Exercise passage:
::::::
When asked how Changefirst believes it can make inroads into the consulting sector, Miller noted that not all consulting firms have the same level of change management capabilities. Indeed, the toolkit is designed to be tailored to firms, depending on their level of know-how.

“Our solution can help and how consultants choose to use it is likely to differ based on the change management maturity of their firm," Miller explained. "The more capable firms can utilise Roadmap Pro to increase productivity, improve client delivery, consistency and to rapidly on-board new hires and contractors. Less capable firms also might want all these benefits too, but it's highly likely they also want the ability to rapidly increase their client-facing change management capabilities.”

The toolkit is an ‘Out-of-the-Box’ solution, supported by Changefirst’s service offering, which enables clients to deliver higher time-to-value returns compared to other approaches. It is mostly configurable, and the ability to customise it is increasing during 2019, with Changefirst working with new clients to make changes that ensure the software meshes with their clients' implementation methods, while giving them the advantages of the installed content. The system takes the best practice content the firm has built up since it first launched, and makes it available in a state-of-the art, SaaS-based software solution.

“We’ve spent 25 years building our ‘best practice’ model," Miller added. "We have a huge database, that we are able to query, and that tells us a lot about what is happening during change projects. We continuously synthesise that with the lessons we have learned from working with over 300 organisations around the world. This has enabled us to build a methodology which was described by Forrester Research as one of the three most used change management methodologies in the world.”

“We’ve spent 25 years building our ‘best practice’ model... We continuously synthesise that with the lessons we have learned from working with over 300 organisations around the world.”
– David Miller, Changefirst

Roadmap Pro uses this wealth of experience for three key building blocks, which integrate these capabilities: effective online learning; change management diagnostics and analytics; and pre-populated change management planning. It also creates high levels of client engagement, enabling consultants to easily collaborate with clients.


There have been some fears in the consulting sector that the leveraging of technology could risk the cannibalisation of hourly work. However, Miller regards this more as an opportunity than a problem.

He argued, “If you look at all the reporting from the analyst community, it’s becoming clear that clients want more digital support and what is called 'Reusable Assets'. In other words, they want IP that consultants have used left behind so they can continue to use it. Consultants now have a big opportunity to create continuous revenue streams and client ‘stickiness’ by using digital tools on assignments and then letting clients continue to use their tools. These firms will also sell more hours and generate more opportunities by on-selling and supporting clients' use of the tool.”
::::::
(Stored data)
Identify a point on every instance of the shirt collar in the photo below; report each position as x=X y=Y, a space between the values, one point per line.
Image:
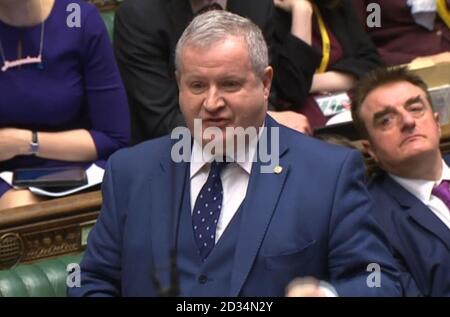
x=200 y=159
x=197 y=5
x=422 y=188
::::::
Task to carry out: According to the text on Roadmap Pro, what are the three key building blocks of the toolkit? Answer from the Roadmap Pro text alone, without drawing on the rows.

Written solution: Effective online learning, change management diagnostics and analytics, and pre-populated change management planning.